Objective => Copy the data below word for word, and leave the pictures out of your copy.

+---+

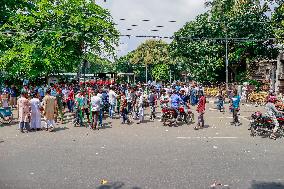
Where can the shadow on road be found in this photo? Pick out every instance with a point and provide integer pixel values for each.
(116, 185)
(60, 129)
(266, 185)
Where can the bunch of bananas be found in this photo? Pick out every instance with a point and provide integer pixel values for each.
(258, 97)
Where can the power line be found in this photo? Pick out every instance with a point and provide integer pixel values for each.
(149, 36)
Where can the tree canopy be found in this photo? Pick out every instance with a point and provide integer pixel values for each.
(49, 36)
(244, 23)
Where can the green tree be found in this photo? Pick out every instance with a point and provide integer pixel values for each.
(201, 43)
(156, 56)
(50, 36)
(278, 22)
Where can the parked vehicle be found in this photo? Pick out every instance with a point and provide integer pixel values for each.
(262, 125)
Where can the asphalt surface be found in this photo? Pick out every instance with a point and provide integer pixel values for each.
(142, 156)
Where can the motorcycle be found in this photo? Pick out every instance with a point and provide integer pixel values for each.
(187, 117)
(262, 125)
(170, 115)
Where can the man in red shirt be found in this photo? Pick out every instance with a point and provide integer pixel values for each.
(201, 110)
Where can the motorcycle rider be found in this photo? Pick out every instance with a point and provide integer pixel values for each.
(175, 102)
(271, 112)
(235, 106)
(152, 99)
(164, 100)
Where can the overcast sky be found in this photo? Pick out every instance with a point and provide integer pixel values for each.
(159, 12)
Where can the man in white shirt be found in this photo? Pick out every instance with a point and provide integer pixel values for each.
(35, 112)
(96, 105)
(112, 101)
(140, 102)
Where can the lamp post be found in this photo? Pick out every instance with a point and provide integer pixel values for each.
(227, 65)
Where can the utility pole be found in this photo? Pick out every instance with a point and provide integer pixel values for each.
(227, 65)
(146, 65)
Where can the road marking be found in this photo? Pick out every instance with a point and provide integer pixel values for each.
(243, 117)
(207, 137)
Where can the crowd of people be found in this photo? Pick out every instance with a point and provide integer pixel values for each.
(92, 102)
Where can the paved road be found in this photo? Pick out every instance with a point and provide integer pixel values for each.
(142, 156)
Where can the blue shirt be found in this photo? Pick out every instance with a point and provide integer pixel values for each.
(236, 101)
(53, 92)
(41, 91)
(175, 100)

+---+

Result =>
Where can the shadow on road be found in this photo? Pick out every instance with a point and provide integer pixel values for each.
(116, 185)
(60, 129)
(266, 185)
Where can the bunch of bananas be found in this photo? Pick out every instance with a point and provide integer pixel values for each.
(258, 97)
Where can the power line be found in this photo? Pick out every instance with a point and provide integer pixel values for each.
(149, 36)
Where can the tree canopy be found in this photo? Pick out every instance with a point and provide integer pixel values for each.
(49, 36)
(244, 23)
Where can the green tree be found in this photo? Pick out every instance with a point and provide integer pixel values for each.
(201, 43)
(156, 56)
(50, 36)
(278, 22)
Where can the parked vehicle be found in this photo? Pick out every instance with a point and provide integer pixel values for each.
(262, 125)
Where can the asphalt surface be found in this photo? Pick out every instance with a point and provide integer pixel values for each.
(142, 156)
Where can the motorcycle be found in this photo? Pick out every instance with a point and provide integer pixel values for each.
(187, 117)
(262, 125)
(170, 115)
Where can the man in red shirt be found in this photo? Pick out every instance with a point and provide integer pixel values for each.
(201, 110)
Where can the motorcycle rider be found in this photo? Pick out every instance with a point and provide integer pixel values for each.
(175, 102)
(271, 112)
(235, 106)
(152, 99)
(164, 100)
Where can the overcast sky be found in this photo? Pick out every instance with a point and provide integer pixel values for each.
(159, 12)
Where can the man in white shirt be found in this photo? Pick out every instance with a point and provide integer pixel values for each.
(35, 112)
(96, 105)
(112, 101)
(140, 102)
Where can the lamp post be found in this photo? Pick out every instance with a point and provide integer pixel values for each.
(227, 65)
Where can the utility pole be found in this photo? Pick out every instance with a point and provide integer pixel values for each.
(227, 65)
(146, 65)
Where can the road marking be found in this photo? Pick out every instance with a point and provide integer pixel values for each.
(243, 117)
(207, 137)
Where can the crowd of people be found in this photo? Pick out every instance with a point and provide integer pixel values for each.
(92, 102)
Where can the paved road be found in this photo? Pick out every instance with a point and provide integer pixel values for each.
(142, 156)
Where can the blue shirt be found in this photo? Pick out every instance with a point and provide integer pixel values for each.
(236, 101)
(53, 92)
(41, 91)
(175, 100)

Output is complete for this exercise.